> _WHAT YOU ARE ASKED TO DO_
Find every line below with the string "foliage" and pick it out.

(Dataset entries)

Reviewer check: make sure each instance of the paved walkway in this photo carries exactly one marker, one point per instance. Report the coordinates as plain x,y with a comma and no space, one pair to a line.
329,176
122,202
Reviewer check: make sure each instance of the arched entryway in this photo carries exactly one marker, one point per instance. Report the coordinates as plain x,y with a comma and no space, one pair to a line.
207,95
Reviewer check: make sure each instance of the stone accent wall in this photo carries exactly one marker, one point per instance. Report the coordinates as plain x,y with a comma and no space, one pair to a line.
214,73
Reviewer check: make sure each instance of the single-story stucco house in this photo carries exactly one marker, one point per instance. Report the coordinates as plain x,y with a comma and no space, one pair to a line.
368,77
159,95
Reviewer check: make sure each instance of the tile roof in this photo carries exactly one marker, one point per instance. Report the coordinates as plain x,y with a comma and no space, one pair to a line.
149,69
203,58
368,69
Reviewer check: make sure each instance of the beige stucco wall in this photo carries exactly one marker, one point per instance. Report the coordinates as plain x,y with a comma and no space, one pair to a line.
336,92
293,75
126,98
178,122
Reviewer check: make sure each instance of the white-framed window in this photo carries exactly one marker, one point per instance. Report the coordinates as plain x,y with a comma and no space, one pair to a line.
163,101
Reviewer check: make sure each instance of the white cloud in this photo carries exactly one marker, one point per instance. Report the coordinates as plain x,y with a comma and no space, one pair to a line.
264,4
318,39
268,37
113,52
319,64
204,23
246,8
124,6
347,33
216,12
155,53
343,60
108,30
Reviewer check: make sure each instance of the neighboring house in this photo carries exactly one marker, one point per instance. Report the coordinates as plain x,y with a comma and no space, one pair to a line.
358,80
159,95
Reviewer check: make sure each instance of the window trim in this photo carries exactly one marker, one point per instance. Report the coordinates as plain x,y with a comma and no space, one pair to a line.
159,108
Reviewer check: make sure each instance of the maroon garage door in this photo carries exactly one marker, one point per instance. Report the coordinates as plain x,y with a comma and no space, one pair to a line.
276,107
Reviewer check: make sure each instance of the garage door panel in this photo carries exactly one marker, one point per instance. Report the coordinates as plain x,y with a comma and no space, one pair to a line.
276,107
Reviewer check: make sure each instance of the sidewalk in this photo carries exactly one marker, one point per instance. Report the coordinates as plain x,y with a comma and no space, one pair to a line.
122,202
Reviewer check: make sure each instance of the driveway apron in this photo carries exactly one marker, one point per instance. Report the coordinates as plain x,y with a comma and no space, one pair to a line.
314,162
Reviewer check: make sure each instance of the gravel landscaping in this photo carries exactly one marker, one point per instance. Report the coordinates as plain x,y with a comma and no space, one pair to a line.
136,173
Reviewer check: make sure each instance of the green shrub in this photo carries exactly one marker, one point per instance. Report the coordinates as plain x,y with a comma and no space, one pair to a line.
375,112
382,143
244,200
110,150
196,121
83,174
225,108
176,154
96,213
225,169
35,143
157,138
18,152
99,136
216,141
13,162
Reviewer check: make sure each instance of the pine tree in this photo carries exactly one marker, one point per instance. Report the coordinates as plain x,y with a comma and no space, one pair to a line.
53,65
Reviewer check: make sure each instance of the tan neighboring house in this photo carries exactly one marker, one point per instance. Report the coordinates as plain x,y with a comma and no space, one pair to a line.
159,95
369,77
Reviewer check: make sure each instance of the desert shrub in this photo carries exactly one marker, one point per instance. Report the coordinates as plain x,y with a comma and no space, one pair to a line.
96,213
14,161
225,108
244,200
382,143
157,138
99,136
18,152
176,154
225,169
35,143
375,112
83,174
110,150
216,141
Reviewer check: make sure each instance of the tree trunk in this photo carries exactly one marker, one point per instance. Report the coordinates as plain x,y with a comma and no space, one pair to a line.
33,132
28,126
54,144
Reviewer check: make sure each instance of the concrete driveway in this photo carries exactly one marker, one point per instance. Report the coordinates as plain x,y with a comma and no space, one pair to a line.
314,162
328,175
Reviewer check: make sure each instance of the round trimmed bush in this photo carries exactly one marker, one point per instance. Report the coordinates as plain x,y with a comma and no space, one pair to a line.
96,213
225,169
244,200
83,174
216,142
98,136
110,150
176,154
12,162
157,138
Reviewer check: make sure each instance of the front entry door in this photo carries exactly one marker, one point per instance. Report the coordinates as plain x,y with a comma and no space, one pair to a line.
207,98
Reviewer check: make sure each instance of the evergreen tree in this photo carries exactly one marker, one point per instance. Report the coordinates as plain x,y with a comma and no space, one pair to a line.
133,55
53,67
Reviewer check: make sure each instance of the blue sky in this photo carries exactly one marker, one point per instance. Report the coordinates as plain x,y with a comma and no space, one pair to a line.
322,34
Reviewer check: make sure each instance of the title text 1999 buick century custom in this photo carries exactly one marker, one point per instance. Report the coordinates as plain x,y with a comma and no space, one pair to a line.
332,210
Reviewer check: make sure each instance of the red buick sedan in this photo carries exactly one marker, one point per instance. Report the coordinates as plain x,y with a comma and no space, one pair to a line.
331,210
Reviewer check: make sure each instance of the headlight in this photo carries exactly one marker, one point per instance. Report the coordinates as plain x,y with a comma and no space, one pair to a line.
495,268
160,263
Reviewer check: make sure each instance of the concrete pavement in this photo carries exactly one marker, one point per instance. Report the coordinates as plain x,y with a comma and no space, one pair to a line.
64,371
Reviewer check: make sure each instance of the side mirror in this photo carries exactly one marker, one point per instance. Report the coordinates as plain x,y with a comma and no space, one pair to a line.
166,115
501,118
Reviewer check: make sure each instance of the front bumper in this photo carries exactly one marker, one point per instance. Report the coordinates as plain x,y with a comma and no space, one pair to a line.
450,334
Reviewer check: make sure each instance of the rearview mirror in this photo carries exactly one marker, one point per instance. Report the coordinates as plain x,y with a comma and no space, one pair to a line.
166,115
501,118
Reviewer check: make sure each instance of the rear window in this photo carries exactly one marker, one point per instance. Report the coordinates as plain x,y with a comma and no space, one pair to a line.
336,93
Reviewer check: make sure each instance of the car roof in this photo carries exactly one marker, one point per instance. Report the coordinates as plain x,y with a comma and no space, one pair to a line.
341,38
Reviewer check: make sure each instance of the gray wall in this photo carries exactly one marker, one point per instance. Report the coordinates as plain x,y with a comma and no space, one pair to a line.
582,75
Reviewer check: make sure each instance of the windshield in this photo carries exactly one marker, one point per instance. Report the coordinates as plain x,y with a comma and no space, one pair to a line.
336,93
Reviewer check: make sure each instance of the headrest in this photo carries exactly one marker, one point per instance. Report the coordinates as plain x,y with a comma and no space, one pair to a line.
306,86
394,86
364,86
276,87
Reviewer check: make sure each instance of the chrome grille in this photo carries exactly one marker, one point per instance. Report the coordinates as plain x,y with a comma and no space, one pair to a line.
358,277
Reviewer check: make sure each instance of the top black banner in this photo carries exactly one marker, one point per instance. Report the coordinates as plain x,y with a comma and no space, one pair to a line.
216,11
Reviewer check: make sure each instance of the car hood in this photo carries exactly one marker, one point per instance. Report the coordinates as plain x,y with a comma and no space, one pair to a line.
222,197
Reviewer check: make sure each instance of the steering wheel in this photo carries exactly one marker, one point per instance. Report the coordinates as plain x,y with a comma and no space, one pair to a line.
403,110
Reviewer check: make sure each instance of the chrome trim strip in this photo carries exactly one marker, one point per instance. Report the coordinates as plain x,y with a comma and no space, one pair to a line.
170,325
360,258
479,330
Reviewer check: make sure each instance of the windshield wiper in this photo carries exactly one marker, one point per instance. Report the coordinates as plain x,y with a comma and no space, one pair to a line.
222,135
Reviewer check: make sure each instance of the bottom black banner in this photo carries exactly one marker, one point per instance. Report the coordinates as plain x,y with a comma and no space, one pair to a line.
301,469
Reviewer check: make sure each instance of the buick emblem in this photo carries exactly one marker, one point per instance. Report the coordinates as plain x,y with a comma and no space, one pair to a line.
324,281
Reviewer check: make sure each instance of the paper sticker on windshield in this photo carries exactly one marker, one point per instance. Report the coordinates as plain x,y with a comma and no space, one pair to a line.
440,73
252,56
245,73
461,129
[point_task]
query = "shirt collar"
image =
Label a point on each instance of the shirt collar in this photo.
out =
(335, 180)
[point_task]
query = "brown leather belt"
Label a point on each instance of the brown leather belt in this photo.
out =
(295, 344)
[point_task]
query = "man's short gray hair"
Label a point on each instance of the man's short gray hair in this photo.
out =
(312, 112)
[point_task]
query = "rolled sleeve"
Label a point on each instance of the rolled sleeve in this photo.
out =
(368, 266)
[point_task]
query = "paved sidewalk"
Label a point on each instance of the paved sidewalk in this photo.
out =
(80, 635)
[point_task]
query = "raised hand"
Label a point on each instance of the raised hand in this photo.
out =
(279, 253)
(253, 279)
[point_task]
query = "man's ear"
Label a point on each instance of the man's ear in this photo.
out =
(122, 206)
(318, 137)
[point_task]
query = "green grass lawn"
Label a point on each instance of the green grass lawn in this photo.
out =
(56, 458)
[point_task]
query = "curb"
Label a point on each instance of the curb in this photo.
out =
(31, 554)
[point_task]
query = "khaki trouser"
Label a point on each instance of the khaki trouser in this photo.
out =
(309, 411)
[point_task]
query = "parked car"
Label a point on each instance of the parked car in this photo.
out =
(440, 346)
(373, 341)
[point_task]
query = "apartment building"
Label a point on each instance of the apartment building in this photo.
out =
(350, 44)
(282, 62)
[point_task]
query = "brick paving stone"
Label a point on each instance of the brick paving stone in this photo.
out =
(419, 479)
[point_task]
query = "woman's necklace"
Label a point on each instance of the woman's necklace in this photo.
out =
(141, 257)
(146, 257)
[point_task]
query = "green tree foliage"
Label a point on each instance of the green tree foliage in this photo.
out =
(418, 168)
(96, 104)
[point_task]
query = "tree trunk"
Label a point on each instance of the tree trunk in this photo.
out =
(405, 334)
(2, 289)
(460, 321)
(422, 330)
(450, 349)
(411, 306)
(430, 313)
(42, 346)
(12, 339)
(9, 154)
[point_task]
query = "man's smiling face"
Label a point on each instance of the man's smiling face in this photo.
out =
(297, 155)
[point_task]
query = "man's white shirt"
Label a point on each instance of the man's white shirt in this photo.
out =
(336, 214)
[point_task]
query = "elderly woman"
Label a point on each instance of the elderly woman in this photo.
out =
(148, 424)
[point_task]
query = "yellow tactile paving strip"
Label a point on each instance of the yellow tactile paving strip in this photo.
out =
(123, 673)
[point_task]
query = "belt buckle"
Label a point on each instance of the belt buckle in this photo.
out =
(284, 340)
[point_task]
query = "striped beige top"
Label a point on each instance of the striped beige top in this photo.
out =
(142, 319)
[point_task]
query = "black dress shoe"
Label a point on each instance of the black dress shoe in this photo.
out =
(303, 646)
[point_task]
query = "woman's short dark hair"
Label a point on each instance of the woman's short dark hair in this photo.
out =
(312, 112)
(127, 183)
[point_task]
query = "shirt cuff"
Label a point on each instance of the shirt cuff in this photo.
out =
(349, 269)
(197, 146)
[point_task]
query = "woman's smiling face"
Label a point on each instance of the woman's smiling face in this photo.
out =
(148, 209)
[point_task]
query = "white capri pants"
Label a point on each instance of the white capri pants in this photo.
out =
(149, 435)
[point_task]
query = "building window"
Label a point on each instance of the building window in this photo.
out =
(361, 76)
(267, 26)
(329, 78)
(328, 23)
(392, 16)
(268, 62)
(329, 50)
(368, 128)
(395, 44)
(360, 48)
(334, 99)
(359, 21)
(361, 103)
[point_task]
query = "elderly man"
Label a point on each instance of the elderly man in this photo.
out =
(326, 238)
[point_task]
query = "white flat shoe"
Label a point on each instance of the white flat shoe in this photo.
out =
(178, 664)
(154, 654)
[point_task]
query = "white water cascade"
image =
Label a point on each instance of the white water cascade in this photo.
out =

> _TASK ANSWER_
query = "green tree foliage"
Label a point on each instance of the green tree foliage in this photo.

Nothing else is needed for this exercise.